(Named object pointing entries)

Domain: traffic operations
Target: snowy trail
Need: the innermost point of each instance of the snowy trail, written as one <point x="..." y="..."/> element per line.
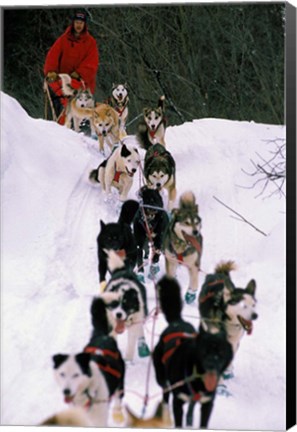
<point x="51" y="217"/>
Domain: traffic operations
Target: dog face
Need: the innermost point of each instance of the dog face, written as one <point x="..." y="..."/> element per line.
<point x="111" y="236"/>
<point x="152" y="202"/>
<point x="131" y="159"/>
<point x="158" y="179"/>
<point x="187" y="225"/>
<point x="84" y="99"/>
<point x="241" y="306"/>
<point x="72" y="373"/>
<point x="103" y="122"/>
<point x="124" y="304"/>
<point x="153" y="117"/>
<point x="214" y="353"/>
<point x="119" y="92"/>
<point x="123" y="301"/>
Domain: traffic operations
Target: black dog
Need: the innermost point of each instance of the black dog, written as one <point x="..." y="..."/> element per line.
<point x="125" y="297"/>
<point x="149" y="225"/>
<point x="89" y="379"/>
<point x="118" y="237"/>
<point x="190" y="363"/>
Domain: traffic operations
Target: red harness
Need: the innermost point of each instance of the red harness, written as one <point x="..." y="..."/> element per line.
<point x="179" y="336"/>
<point x="105" y="352"/>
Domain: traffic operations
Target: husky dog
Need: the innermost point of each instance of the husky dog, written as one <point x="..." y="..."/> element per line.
<point x="221" y="302"/>
<point x="149" y="225"/>
<point x="89" y="379"/>
<point x="79" y="100"/>
<point x="118" y="170"/>
<point x="105" y="121"/>
<point x="117" y="236"/>
<point x="189" y="363"/>
<point x="161" y="419"/>
<point x="183" y="242"/>
<point x="126" y="302"/>
<point x="159" y="171"/>
<point x="151" y="129"/>
<point x="119" y="100"/>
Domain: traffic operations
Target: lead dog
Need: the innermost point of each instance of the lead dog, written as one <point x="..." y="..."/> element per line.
<point x="125" y="297"/>
<point x="183" y="242"/>
<point x="89" y="379"/>
<point x="187" y="364"/>
<point x="221" y="302"/>
<point x="119" y="100"/>
<point x="151" y="129"/>
<point x="159" y="171"/>
<point x="117" y="171"/>
<point x="79" y="100"/>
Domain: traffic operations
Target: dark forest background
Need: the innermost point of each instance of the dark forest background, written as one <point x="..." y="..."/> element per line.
<point x="210" y="60"/>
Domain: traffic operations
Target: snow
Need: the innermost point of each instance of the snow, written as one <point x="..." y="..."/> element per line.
<point x="50" y="220"/>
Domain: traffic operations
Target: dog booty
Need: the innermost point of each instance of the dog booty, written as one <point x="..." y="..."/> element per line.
<point x="143" y="349"/>
<point x="102" y="286"/>
<point x="118" y="415"/>
<point x="154" y="269"/>
<point x="190" y="297"/>
<point x="228" y="374"/>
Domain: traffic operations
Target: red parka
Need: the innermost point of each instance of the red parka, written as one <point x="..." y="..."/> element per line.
<point x="69" y="54"/>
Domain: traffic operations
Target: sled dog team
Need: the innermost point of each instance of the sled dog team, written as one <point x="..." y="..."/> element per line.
<point x="188" y="362"/>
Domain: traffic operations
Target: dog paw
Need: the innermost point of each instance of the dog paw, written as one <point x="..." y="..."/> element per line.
<point x="228" y="374"/>
<point x="118" y="415"/>
<point x="190" y="297"/>
<point x="140" y="277"/>
<point x="102" y="286"/>
<point x="154" y="269"/>
<point x="223" y="391"/>
<point x="143" y="349"/>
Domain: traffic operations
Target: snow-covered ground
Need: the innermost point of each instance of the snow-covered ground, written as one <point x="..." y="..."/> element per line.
<point x="50" y="220"/>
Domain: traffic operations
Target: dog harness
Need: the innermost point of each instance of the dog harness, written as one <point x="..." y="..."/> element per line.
<point x="118" y="174"/>
<point x="104" y="353"/>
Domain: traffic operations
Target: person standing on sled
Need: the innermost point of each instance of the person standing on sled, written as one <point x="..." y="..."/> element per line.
<point x="74" y="53"/>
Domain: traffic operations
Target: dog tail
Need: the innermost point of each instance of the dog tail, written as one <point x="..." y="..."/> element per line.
<point x="142" y="137"/>
<point x="225" y="267"/>
<point x="114" y="260"/>
<point x="161" y="102"/>
<point x="170" y="298"/>
<point x="128" y="211"/>
<point x="187" y="200"/>
<point x="66" y="85"/>
<point x="99" y="316"/>
<point x="93" y="176"/>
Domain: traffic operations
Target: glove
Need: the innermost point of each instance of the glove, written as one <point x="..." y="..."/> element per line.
<point x="75" y="75"/>
<point x="51" y="76"/>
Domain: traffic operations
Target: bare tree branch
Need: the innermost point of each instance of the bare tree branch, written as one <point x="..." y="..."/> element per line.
<point x="240" y="216"/>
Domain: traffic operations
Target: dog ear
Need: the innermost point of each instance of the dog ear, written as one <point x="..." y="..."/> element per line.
<point x="58" y="359"/>
<point x="83" y="359"/>
<point x="124" y="151"/>
<point x="251" y="287"/>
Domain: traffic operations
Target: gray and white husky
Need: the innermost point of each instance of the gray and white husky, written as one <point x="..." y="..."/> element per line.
<point x="222" y="304"/>
<point x="119" y="101"/>
<point x="151" y="129"/>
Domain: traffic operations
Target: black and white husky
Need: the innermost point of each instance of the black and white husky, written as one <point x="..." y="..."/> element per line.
<point x="222" y="303"/>
<point x="125" y="297"/>
<point x="91" y="378"/>
<point x="151" y="129"/>
<point x="119" y="101"/>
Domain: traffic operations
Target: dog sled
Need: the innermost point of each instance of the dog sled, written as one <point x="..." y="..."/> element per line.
<point x="56" y="100"/>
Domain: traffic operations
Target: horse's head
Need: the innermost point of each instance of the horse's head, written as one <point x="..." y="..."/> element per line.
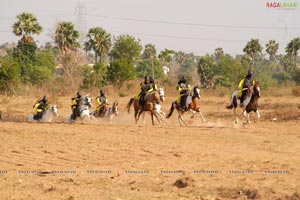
<point x="54" y="110"/>
<point x="161" y="93"/>
<point x="155" y="96"/>
<point x="196" y="92"/>
<point x="115" y="109"/>
<point x="256" y="89"/>
<point x="88" y="100"/>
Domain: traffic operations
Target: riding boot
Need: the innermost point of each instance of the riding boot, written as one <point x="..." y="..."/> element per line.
<point x="39" y="115"/>
<point x="182" y="103"/>
<point x="141" y="100"/>
<point x="242" y="98"/>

● **AIM OF THE EXERCISE**: Return the full material word for word. Do not include the pictures.

● **WRITTEN SOLUTION**:
Domain: traffic operations
Target: snowy trail
Need: the innermost point of each instance of the snowy trail, written as one <point x="..." y="..."/> element per line.
<point x="51" y="217"/>
Domain: traffic operations
Target: dog face
Need: the innermost point of each instance of the dog face, written as one <point x="..." y="..."/> element per line.
<point x="111" y="236"/>
<point x="152" y="202"/>
<point x="131" y="159"/>
<point x="158" y="179"/>
<point x="187" y="225"/>
<point x="84" y="99"/>
<point x="241" y="306"/>
<point x="72" y="373"/>
<point x="103" y="122"/>
<point x="124" y="304"/>
<point x="153" y="117"/>
<point x="214" y="353"/>
<point x="119" y="92"/>
<point x="123" y="301"/>
Domain: traffic operations
Target: black dog
Need: the innermost point of each instance of the black dog, written as one <point x="..." y="..."/> element per line.
<point x="125" y="297"/>
<point x="149" y="225"/>
<point x="89" y="379"/>
<point x="118" y="237"/>
<point x="190" y="363"/>
Domain: traffic operations
Target: red harness
Need: the innermost point of each instance of the red harness, written as one <point x="..." y="..."/> element per line.
<point x="179" y="336"/>
<point x="105" y="352"/>
Domain: traffic operations
Target: husky dog
Need: the innermost point of each instance of the husky dog, written as one <point x="..." y="..."/> element per line.
<point x="221" y="302"/>
<point x="149" y="225"/>
<point x="89" y="379"/>
<point x="79" y="100"/>
<point x="118" y="170"/>
<point x="105" y="121"/>
<point x="117" y="236"/>
<point x="189" y="363"/>
<point x="161" y="419"/>
<point x="183" y="242"/>
<point x="126" y="302"/>
<point x="159" y="171"/>
<point x="151" y="129"/>
<point x="119" y="100"/>
Domain: traffic operations
Target: lead dog
Need: the innermost point of each instance of the lead dog, written as one <point x="..." y="..."/> element per line.
<point x="125" y="297"/>
<point x="183" y="242"/>
<point x="89" y="379"/>
<point x="187" y="364"/>
<point x="221" y="302"/>
<point x="119" y="100"/>
<point x="151" y="129"/>
<point x="159" y="171"/>
<point x="117" y="171"/>
<point x="79" y="100"/>
Domain: traffic operations
Target: dark forest background
Need: the innermost point of each instance of the dark forest background, written as one <point x="..." y="..."/> element per line.
<point x="210" y="60"/>
Domain: traffic operations
Target: snow
Need: the innermost point of each instance of the snow, written as one <point x="..." y="..."/> element per line.
<point x="50" y="220"/>
Domain: traffic operations
Target: dog booty
Need: the innermost point of each instance of the dog booty, written as one <point x="..." y="..."/> element per line.
<point x="143" y="349"/>
<point x="102" y="286"/>
<point x="118" y="415"/>
<point x="154" y="269"/>
<point x="190" y="297"/>
<point x="228" y="374"/>
Domain: traffic operations
Target: red parka
Need: the innermost point of each instance of the red parka, written as one <point x="..." y="..."/> element per line.
<point x="69" y="54"/>
Domain: traffic operations
Target: sled dog team
Need: the innermost point of each instance of the sled dog team, written as one <point x="..." y="..."/> element per line.
<point x="188" y="362"/>
Domain: traffic operations
Target: dog paw
Need: the innermost point of each instance of the dog paw, written as one <point x="..." y="..."/> element per line.
<point x="228" y="374"/>
<point x="118" y="415"/>
<point x="190" y="297"/>
<point x="140" y="277"/>
<point x="102" y="286"/>
<point x="154" y="269"/>
<point x="223" y="391"/>
<point x="143" y="349"/>
Domain: traffic operations
Target: snow-covered ground
Need: the innermost point of each instance of the snow-covered ground, written as one <point x="..." y="..."/> element per line.
<point x="50" y="220"/>
Domain: traffic operations
Target: dog harness
Need: the innermost point of each instance of the dog harness, written as one <point x="..." y="..."/> element per line.
<point x="118" y="174"/>
<point x="104" y="353"/>
Domain: traffic operations
Target: person standing on sled
Need: the innermost point of each instance of the person standing on sled, written as one <point x="..." y="..."/> element per line.
<point x="74" y="53"/>
Domain: traffic operations
Target: dog tail
Need: the innermost point of each instance of the dog tail, written as one <point x="..." y="..."/> element per line.
<point x="142" y="137"/>
<point x="225" y="267"/>
<point x="114" y="260"/>
<point x="161" y="102"/>
<point x="170" y="298"/>
<point x="128" y="211"/>
<point x="187" y="200"/>
<point x="66" y="85"/>
<point x="99" y="316"/>
<point x="93" y="176"/>
Domain: traffic operations
Target: glove
Need: the innermost point of each instance of the glove, written as one <point x="..." y="..."/> element per line.
<point x="75" y="75"/>
<point x="51" y="76"/>
Domain: traffic operations
Target: bare tree branch
Need: the innermost point of each instance of the bare tree branch, written as one <point x="..." y="..."/> element per line.
<point x="240" y="216"/>
Domain: traffic operations
Target: dog ear
Need: the innermost point of each instance of the dog ear, written as one <point x="..." y="..."/> element per line.
<point x="58" y="359"/>
<point x="83" y="359"/>
<point x="124" y="151"/>
<point x="251" y="287"/>
Domain: traffic operations
Target: gray and white husky
Need: the innermost point of each instance of the gray and white husky, written as one <point x="..." y="..."/> element per line.
<point x="222" y="304"/>
<point x="119" y="101"/>
<point x="151" y="129"/>
Domain: traffic operations
Target: black and white husky
Need: the innermost point of each instance of the black and white husky, written as one <point x="..." y="..."/> element per line.
<point x="222" y="303"/>
<point x="125" y="297"/>
<point x="91" y="378"/>
<point x="151" y="129"/>
<point x="119" y="101"/>
Domain: traffic operations
Target: dog sled
Need: the innermost point of each instance of the dog sled, written as one <point x="..." y="..."/> element per line.
<point x="56" y="100"/>
Domain: traffic operations
Target: horse's head
Need: the innermost point of each instance of the horse's head, written as one <point x="..." y="..."/> element per line.
<point x="54" y="110"/>
<point x="161" y="93"/>
<point x="155" y="96"/>
<point x="196" y="92"/>
<point x="115" y="109"/>
<point x="256" y="89"/>
<point x="88" y="100"/>
Domain: traffic operations
Target: riding boot
Need: the innermost point of each instance of the riding boot, written as one <point x="..." y="..."/> element per line.
<point x="39" y="115"/>
<point x="182" y="103"/>
<point x="141" y="100"/>
<point x="242" y="98"/>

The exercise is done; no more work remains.